━━ Given data ━━

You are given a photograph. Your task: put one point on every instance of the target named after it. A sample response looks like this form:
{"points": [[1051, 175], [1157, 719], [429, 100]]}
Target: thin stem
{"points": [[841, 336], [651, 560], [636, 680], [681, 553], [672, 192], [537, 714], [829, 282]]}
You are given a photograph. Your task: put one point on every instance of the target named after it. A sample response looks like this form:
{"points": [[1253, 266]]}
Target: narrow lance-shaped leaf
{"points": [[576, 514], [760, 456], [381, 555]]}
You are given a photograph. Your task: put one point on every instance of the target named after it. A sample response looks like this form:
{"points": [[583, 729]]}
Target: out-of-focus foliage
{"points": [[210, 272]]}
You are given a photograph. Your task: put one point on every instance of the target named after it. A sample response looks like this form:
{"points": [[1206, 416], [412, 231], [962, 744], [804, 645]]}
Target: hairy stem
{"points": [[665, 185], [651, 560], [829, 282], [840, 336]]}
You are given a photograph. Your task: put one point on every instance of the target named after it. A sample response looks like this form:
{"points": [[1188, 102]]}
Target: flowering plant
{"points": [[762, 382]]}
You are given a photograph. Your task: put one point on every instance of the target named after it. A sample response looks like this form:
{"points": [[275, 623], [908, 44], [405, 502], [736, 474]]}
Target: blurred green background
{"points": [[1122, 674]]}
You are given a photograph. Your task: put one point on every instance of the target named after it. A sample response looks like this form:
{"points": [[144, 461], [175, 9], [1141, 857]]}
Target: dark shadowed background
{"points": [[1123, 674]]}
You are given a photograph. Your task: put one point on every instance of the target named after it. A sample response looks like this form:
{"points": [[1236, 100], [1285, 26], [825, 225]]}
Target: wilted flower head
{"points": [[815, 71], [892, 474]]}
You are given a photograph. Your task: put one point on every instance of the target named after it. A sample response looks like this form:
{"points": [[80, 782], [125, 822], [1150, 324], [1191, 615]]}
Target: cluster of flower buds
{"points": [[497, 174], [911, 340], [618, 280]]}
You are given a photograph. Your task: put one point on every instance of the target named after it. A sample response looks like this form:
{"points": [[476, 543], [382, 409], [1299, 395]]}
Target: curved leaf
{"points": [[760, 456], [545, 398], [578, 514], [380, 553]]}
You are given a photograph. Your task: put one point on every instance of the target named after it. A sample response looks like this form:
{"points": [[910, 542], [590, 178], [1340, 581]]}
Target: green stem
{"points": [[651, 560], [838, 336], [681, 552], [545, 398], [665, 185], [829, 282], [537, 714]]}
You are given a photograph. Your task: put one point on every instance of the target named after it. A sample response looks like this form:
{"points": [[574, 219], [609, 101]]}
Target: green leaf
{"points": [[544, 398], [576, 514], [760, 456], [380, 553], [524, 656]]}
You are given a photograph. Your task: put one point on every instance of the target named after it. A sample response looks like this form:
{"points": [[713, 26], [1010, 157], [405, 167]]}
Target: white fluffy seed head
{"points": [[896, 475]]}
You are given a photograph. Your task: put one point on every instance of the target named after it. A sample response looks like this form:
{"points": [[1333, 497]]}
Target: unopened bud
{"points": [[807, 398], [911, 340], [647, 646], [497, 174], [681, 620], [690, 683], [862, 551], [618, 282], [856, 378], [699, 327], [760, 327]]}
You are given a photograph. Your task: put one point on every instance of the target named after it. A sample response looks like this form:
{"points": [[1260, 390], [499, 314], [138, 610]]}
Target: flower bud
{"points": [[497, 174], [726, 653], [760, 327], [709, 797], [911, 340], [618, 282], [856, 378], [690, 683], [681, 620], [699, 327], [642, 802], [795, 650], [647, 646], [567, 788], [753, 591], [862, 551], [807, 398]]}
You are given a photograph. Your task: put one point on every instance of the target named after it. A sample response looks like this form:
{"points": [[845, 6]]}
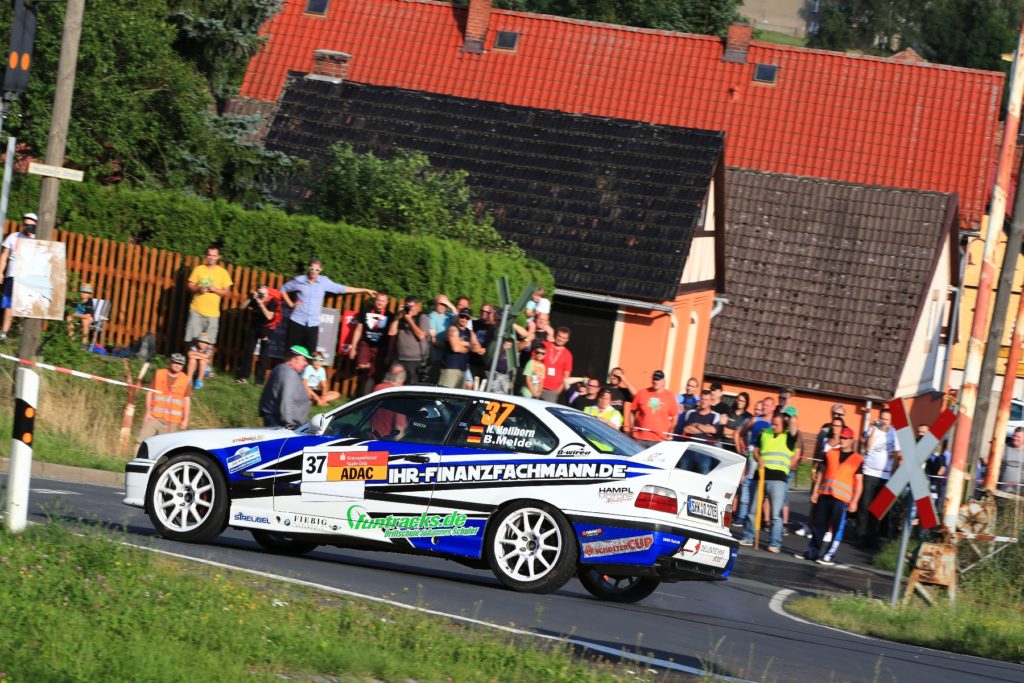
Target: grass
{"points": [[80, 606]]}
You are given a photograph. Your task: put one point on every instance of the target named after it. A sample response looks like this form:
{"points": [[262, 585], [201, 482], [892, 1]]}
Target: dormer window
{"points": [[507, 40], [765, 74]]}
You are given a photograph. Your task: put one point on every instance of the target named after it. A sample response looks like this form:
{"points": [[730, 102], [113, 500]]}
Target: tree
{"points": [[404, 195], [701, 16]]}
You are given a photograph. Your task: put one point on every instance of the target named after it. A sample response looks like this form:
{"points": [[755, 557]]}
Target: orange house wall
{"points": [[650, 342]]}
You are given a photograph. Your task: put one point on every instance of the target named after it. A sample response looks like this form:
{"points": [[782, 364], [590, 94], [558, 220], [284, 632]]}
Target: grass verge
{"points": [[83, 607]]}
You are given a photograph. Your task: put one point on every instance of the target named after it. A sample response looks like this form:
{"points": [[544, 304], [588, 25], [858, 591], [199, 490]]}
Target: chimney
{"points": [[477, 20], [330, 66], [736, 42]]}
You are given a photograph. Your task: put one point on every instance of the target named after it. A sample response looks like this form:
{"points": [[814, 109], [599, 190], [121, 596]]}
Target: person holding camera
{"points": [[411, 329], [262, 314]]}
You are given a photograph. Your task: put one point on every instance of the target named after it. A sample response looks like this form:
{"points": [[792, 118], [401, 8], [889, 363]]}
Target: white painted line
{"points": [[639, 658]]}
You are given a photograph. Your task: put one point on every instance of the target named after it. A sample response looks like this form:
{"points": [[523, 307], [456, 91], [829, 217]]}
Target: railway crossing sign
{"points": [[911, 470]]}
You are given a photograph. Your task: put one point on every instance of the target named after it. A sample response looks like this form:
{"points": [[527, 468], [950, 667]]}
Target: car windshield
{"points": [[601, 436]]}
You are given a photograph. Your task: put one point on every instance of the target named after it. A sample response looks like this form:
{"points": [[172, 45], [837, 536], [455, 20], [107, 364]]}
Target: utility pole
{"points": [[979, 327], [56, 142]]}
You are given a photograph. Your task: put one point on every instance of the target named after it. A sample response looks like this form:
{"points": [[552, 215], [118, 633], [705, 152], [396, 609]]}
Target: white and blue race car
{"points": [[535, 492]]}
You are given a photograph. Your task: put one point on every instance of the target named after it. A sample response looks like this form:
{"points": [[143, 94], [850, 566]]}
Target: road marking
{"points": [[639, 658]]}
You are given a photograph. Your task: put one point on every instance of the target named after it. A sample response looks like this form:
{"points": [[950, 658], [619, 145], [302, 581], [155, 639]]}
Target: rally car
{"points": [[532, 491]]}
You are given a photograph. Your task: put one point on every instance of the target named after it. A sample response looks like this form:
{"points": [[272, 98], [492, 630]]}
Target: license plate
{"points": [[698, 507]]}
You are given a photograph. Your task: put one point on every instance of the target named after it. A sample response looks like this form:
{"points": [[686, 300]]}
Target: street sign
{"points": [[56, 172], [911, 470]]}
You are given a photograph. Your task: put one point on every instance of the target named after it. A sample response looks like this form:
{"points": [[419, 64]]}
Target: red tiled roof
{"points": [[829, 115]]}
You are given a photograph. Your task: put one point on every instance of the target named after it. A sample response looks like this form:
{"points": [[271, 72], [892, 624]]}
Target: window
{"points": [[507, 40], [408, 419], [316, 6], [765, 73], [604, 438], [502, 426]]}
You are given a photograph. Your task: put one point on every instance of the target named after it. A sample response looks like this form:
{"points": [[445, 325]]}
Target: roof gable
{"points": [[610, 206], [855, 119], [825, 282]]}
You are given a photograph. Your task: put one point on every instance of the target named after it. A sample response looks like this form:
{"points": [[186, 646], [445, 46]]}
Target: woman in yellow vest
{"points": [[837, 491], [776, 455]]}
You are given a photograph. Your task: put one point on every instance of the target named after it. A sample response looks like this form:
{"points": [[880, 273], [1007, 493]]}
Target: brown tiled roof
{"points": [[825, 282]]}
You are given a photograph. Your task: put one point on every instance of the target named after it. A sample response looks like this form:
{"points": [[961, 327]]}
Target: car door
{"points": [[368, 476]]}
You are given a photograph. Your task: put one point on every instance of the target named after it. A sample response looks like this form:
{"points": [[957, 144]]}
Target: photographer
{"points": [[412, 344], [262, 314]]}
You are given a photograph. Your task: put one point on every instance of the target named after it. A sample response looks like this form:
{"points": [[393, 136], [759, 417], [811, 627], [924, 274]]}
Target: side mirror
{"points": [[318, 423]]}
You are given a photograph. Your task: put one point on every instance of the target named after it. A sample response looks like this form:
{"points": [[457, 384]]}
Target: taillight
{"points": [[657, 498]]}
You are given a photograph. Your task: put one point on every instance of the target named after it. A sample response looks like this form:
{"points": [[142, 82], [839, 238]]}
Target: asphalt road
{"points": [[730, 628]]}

━━━

• _Exercise_: Can you pick out every line in the records above that contains the word "road" and copy each one?

• _Solution to this exercise_:
Target: road marking
Target: asphalt road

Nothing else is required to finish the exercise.